***** Material provided

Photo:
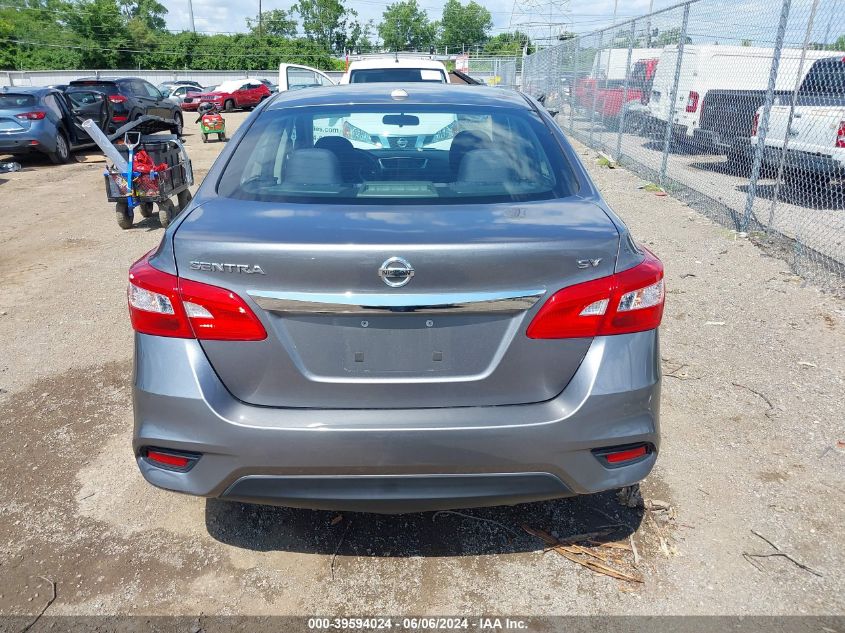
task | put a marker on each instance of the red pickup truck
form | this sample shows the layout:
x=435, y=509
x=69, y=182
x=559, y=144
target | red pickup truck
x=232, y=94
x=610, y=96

**********
***** Material provided

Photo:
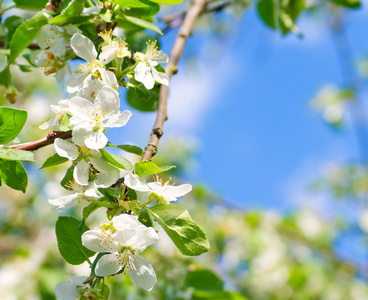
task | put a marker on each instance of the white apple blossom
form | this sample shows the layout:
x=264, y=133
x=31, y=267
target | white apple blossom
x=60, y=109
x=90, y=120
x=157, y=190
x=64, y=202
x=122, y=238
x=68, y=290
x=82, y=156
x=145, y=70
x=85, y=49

**********

Filter the rows above and copy each line that contains the word "task", treating uppercase and lowercase as different.

task | put a marker on each instance of the red pickup truck
task | put a marker on each instance of the white apple blossom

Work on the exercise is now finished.